### Written task
Omit every picture and output the rest of the records exactly as they are.

### Records supplied
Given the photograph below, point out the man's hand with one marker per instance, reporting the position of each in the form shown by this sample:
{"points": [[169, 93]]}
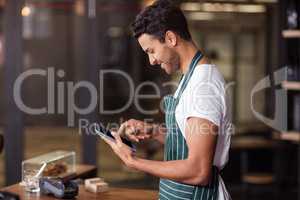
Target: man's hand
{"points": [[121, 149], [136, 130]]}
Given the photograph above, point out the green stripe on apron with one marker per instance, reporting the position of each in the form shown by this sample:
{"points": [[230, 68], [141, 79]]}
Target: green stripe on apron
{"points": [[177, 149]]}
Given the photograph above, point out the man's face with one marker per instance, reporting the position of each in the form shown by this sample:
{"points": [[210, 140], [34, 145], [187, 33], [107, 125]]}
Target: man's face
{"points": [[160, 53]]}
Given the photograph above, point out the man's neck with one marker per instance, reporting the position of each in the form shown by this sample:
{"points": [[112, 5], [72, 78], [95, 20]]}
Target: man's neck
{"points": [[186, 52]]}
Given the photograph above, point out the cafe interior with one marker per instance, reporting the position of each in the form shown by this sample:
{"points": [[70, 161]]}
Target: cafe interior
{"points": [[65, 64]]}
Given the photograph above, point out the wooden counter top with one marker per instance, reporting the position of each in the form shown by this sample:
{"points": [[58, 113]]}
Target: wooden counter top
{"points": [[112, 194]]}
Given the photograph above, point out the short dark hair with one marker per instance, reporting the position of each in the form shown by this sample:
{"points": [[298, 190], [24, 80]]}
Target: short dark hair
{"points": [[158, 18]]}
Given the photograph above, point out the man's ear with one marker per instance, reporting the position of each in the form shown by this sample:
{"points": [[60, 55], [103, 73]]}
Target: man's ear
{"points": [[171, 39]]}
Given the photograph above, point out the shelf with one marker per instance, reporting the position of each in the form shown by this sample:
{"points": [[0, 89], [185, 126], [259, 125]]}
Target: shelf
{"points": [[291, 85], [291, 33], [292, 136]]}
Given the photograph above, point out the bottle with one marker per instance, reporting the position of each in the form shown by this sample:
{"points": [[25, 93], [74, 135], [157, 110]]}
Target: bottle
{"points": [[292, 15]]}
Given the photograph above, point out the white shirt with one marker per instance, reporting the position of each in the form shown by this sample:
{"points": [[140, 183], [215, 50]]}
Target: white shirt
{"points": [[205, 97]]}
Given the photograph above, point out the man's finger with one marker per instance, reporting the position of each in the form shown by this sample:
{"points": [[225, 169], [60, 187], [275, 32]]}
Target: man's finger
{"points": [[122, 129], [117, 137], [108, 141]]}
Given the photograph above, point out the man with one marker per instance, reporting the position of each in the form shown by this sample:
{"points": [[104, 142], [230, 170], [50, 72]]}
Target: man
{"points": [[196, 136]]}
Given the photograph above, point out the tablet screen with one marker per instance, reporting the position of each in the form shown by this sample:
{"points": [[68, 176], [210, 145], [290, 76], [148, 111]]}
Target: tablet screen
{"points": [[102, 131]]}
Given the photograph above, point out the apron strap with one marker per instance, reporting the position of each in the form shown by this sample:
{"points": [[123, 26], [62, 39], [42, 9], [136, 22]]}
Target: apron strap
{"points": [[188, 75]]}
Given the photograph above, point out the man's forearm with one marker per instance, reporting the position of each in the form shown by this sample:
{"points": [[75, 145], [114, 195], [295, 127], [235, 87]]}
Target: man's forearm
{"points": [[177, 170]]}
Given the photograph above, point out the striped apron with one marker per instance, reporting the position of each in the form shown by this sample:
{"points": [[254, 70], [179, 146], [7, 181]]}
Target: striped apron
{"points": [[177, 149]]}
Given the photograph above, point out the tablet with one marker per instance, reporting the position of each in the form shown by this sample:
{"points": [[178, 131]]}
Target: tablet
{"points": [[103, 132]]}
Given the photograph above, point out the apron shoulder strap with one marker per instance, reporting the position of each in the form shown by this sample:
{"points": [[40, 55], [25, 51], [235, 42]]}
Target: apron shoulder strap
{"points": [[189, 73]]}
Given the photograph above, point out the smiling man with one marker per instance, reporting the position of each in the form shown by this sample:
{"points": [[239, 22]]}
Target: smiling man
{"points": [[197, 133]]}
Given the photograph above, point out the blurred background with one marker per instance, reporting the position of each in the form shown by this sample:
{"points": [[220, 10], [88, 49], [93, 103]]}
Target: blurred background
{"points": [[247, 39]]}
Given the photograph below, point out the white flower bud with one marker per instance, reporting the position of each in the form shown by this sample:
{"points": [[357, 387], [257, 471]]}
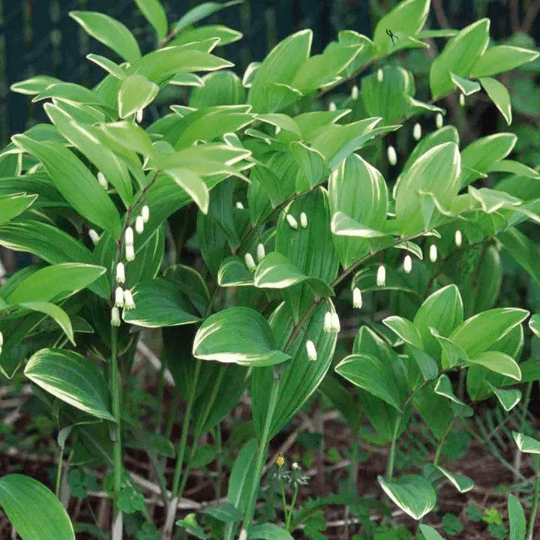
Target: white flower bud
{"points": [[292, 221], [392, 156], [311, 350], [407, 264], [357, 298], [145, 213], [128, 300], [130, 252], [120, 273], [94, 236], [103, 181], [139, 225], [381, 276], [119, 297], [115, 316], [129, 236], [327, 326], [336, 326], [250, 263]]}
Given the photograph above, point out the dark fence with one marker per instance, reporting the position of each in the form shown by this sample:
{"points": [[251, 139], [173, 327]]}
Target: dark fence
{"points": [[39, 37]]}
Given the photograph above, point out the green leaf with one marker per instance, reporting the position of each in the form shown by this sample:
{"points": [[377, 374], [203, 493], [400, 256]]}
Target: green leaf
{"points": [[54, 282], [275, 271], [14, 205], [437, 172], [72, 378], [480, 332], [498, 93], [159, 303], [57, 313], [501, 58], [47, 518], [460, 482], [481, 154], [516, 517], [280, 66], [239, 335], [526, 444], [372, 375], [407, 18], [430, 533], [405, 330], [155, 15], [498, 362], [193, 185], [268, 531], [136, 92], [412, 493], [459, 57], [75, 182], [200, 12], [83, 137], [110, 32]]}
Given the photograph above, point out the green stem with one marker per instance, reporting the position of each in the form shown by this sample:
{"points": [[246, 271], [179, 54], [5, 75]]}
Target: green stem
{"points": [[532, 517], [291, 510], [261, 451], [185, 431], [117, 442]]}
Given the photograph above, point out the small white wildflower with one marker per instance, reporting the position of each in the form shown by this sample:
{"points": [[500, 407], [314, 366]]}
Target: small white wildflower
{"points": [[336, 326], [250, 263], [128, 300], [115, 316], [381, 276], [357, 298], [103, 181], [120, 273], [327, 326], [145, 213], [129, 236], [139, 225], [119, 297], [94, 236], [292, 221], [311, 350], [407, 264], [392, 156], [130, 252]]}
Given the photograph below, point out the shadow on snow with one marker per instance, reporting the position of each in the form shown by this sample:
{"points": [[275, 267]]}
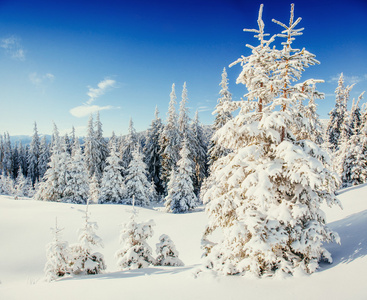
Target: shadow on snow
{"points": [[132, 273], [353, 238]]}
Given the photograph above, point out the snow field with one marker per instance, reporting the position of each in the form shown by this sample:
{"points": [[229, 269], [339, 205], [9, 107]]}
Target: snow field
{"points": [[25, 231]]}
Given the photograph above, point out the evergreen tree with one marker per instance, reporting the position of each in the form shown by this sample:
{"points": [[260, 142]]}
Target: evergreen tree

### Task answer
Given the photograph below, point out the man's hand with one marker per instance, reporting the position of each in the form shown by this sample:
{"points": [[169, 93]]}
Target: man's hand
{"points": [[121, 149], [136, 130]]}
Given the photograph above, point out the green stripe on apron with one marker per instance, reporting the position of each in the form shown by this sample:
{"points": [[230, 68], [141, 79]]}
Target: green stripe on apron
{"points": [[177, 149]]}
Given the photograph above, point out the man's face with one marker per instance, reporting the position of each in the form shown by this sample:
{"points": [[210, 140], [34, 145], [187, 33], [107, 125]]}
Target: man's face
{"points": [[160, 53]]}
Given the photograph above, point out the man's neck with one marker per instance, reporting the position of each in the form shown by this sample:
{"points": [[112, 5], [72, 78], [95, 20]]}
Target: man's neck
{"points": [[186, 52]]}
Given the photograph above, point out the cafe interior with one marker per instance, reporting the position of each in the form shown by this sample:
{"points": [[70, 161]]}
Target: cafe interior
{"points": [[65, 64]]}
Given the photograph above, point out the wooden counter top with one marker per instance, reporting the position of each in the form shown by this sample:
{"points": [[58, 113]]}
Target: wooden counter top
{"points": [[112, 194]]}
Given the photograph above, point out the short dark hair with one marker per instance, reporting the position of each in the form shown by this sample:
{"points": [[298, 190], [24, 80]]}
Target: short dark hair
{"points": [[158, 18]]}
Given the photograph above, point out the man's ear with one marker per instance, reporting the position of each in the form shown by this sample:
{"points": [[60, 55], [103, 73]]}
Target: man's ear
{"points": [[171, 39]]}
Given the photograph above, point out the shelf with one marker per instance, reporting the position of each in the form shown by this sample:
{"points": [[0, 89], [185, 126], [259, 125]]}
Target: shelf
{"points": [[291, 85], [291, 33], [292, 136]]}
Given the photograph above, point out the bottle with one marker per instance, reporting the position of each in the form shown by this sample:
{"points": [[25, 93], [74, 135], [157, 110]]}
Target: bottle
{"points": [[292, 15]]}
Given the photograph above, point out the white shirt with one marker per instance, reporting the position of each in the form shown by this sample:
{"points": [[140, 183], [215, 50]]}
Target: white shirt
{"points": [[205, 97]]}
Given the photograph above, point out the man's finger with one marker per instance, reporting the position of each in the form shown by this sample:
{"points": [[225, 169], [60, 187], [275, 32]]}
Target: man's finger
{"points": [[122, 129], [117, 137], [108, 141]]}
Given the photograph above, point out the man with one marker per instance, reporting the position of each in the form shown by this sample:
{"points": [[104, 142], [230, 170], [50, 72]]}
Target: man
{"points": [[196, 136]]}
Given the photograph above, point out the tablet screen with one marker per instance, reporting the position of each in the form shown by this sample:
{"points": [[68, 176], [210, 145], [290, 76], [148, 111]]}
Target: tablet screen
{"points": [[102, 131]]}
Given the photograph above, point out the apron strap with one marker per instance, reporting the position of each in the form shown by this sample:
{"points": [[123, 26], [62, 39], [42, 9], [136, 22]]}
Target: apron strap
{"points": [[188, 75]]}
Given the photograph above, point out the man's forearm with one marker per instance, reporting the position of each in the form shown by this sample:
{"points": [[75, 145], [114, 195], [295, 127], [235, 87]]}
Target: man's forearm
{"points": [[177, 170]]}
Given the photograph above, point out the striped apron with one marker per instance, reporting the position of each in the form shown by this sample:
{"points": [[254, 70], [179, 146], [7, 181]]}
Target: striped apron
{"points": [[177, 149]]}
Given the photograph above, point out the tablet with one marker per instance, reporting the position of each in the form shown by this sample:
{"points": [[178, 131]]}
Target: tablet
{"points": [[103, 132]]}
Given the photograph above, point out the apron shoulder strap with one marker per instance, reporting the position of each in the form shown by this sample:
{"points": [[40, 55], [25, 51], [235, 42]]}
Target: apron shoulder strap
{"points": [[189, 73]]}
Given the photograph above, point out the smiling man with one marker per instance, reporting the position of each in the form shown by this sample:
{"points": [[239, 22]]}
Target: smiling man
{"points": [[197, 133]]}
Given the photograph above, point out the blurred background with one marker per instance, reporting the position of each in the form shown by this sample:
{"points": [[220, 10], [88, 49], [93, 103]]}
Target: blurred background
{"points": [[247, 39]]}
Given the photograph below, point out the white flower bud with one marker per instance, reporting the position of each in the form shown by this sample:
{"points": [[357, 387], [257, 471]]}
Target: white flower bud
{"points": [[292, 221], [392, 156], [311, 350], [407, 264], [357, 298], [145, 213], [128, 300], [130, 252], [120, 273], [94, 236], [103, 181], [139, 225], [381, 276], [119, 297], [115, 316], [129, 236], [327, 326], [336, 326], [250, 263]]}
Given the photograph above, point out the dark fence with one marker per instance, reporting the position of each in the form shown by this sample:
{"points": [[251, 139], [173, 327]]}
Target: dark fence
{"points": [[39, 37]]}
Given the photograph above, point out the green leaf with one marker per instance, reporting the position of each in the form shown by this sample:
{"points": [[377, 374], [203, 493], [400, 256]]}
Target: green leaf
{"points": [[54, 282], [275, 271], [14, 205], [437, 172], [72, 378], [480, 332], [498, 93], [159, 303], [57, 313], [501, 58], [47, 518], [460, 482], [481, 154], [516, 517], [280, 66], [239, 335], [526, 444], [372, 375], [407, 18], [430, 533], [405, 330], [155, 15], [498, 362], [193, 185], [268, 531], [136, 92], [412, 493], [459, 57], [75, 182], [200, 12], [83, 137], [110, 32]]}
Given the photograph above, point out the green stem with one marker per instance, reporting the position of each in the form shown by this sample:
{"points": [[246, 271], [179, 54], [5, 75]]}
Target: green stem
{"points": [[532, 517], [291, 510], [261, 451], [185, 431], [117, 442]]}
Given the photograph above, point out the small white wildflower with one marker per instance, reporting the position of each in the form shown by this sample:
{"points": [[500, 407], [314, 366]]}
Target: small white wildflower
{"points": [[336, 326], [250, 263], [128, 300], [115, 316], [381, 276], [357, 298], [103, 181], [120, 273], [327, 326], [145, 213], [129, 236], [139, 225], [119, 297], [94, 236], [292, 221], [311, 350], [407, 264], [392, 156], [130, 252]]}
Given the photograph below, point out the shadow on snow with one marker per instance, reporting the position of each in the form shown by this sample:
{"points": [[275, 267]]}
Target: shadow on snow
{"points": [[132, 273], [353, 238]]}
Given the photograph above, point out the snow field with one marker per instance, reporting the position of each in the form shown by this sample:
{"points": [[229, 269], [339, 205], [9, 107]]}
Target: snow field
{"points": [[25, 231]]}
Given the photograph above, point out the evergreen tree with one marker per instance, reporting the position of each in the form shown by this sample:
{"points": [[260, 142]]}
Target: evergreen tree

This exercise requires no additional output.